▸ What you have to do
Here is the task for the records below: repeat exactly the lines from the one with "Target = white plastic container" to the one with "Target = tank welded seam", both included, and nothing else.

- Opening Delimiter -

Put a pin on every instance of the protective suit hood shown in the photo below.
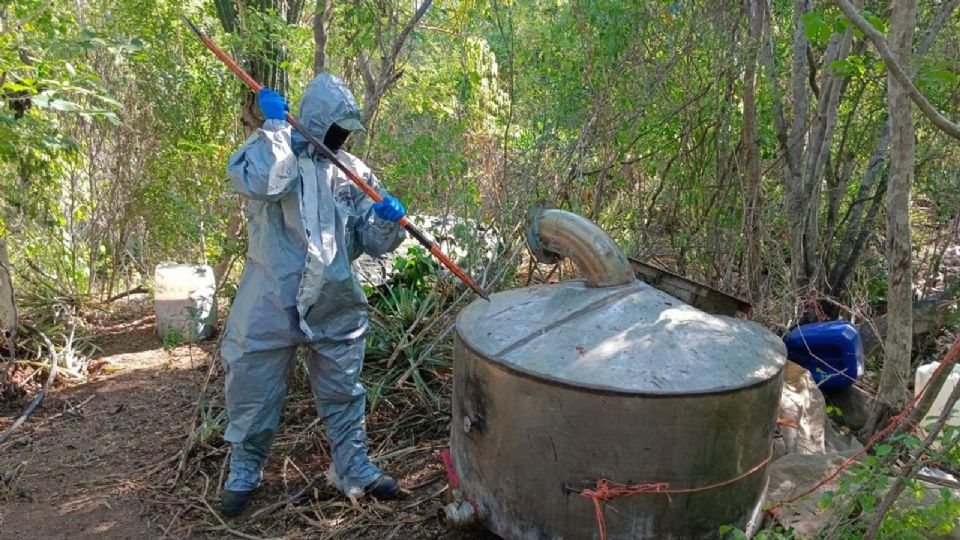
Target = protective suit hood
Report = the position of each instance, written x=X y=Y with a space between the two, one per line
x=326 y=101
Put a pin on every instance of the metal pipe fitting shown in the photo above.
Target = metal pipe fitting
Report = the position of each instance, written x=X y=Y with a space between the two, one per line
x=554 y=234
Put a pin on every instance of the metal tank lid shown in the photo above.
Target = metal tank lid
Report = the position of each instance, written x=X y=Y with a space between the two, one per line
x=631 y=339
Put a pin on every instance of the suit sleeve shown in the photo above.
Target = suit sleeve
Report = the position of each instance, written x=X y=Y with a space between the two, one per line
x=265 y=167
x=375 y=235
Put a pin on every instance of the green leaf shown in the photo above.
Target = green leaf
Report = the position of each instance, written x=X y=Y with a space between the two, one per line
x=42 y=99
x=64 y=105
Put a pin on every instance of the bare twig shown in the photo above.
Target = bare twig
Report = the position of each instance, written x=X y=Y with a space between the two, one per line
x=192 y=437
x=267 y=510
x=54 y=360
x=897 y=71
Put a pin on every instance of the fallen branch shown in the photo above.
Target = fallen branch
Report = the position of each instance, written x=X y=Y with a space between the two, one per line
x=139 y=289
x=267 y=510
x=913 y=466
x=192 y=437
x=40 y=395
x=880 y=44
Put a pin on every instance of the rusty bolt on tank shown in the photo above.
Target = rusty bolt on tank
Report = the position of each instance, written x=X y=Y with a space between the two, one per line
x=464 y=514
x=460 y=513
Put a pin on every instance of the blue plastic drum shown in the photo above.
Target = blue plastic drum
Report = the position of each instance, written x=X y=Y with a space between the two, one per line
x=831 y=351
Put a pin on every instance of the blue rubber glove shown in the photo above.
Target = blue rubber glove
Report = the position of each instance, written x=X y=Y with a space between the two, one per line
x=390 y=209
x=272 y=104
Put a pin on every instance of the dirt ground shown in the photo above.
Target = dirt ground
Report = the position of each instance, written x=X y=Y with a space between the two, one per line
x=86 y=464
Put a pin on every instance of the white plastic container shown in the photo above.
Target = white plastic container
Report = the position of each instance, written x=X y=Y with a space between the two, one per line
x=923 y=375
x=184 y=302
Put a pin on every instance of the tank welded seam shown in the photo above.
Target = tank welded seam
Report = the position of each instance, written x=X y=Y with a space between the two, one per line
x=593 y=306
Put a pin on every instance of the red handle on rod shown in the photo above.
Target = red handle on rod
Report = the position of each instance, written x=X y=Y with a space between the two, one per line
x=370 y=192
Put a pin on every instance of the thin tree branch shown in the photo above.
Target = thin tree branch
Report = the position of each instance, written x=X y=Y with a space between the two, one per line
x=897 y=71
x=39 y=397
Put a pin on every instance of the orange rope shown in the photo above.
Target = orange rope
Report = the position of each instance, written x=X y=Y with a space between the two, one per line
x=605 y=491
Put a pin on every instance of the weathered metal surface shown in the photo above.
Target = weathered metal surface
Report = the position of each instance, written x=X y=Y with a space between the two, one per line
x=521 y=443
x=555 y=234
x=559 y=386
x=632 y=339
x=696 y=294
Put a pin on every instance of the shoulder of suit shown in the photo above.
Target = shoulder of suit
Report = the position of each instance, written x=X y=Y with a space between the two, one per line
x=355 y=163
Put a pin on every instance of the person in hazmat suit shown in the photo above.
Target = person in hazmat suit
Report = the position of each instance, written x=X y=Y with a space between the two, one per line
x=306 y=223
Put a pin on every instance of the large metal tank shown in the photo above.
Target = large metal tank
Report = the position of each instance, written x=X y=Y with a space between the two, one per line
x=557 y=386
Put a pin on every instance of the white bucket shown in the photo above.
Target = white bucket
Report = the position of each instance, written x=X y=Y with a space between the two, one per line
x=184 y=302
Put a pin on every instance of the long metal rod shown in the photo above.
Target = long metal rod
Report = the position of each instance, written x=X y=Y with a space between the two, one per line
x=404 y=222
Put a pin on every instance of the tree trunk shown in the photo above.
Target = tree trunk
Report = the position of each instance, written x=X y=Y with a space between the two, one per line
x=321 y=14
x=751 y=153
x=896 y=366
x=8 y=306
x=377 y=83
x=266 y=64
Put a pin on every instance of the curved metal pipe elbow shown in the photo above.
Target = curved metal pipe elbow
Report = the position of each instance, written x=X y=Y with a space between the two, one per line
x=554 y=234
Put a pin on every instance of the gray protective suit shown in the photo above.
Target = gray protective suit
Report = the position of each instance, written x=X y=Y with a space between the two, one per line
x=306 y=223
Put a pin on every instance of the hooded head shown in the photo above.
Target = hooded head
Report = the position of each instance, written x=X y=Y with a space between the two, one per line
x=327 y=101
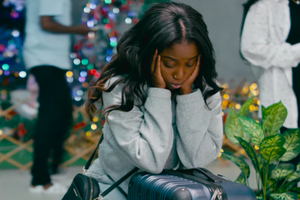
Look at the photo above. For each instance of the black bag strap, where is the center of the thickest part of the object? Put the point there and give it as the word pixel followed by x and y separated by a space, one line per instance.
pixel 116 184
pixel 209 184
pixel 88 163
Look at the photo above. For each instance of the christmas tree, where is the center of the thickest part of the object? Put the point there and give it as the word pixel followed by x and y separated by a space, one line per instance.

- Closing Delimiter -

▸ Reply to the task
Target = white plastic container
Report = the position of each instance, written x=X y=Y with a space between the two, one per line
x=923 y=375
x=184 y=302
Put a pin on every instance of the tank welded seam shown in the photo above.
Target = tank welded seam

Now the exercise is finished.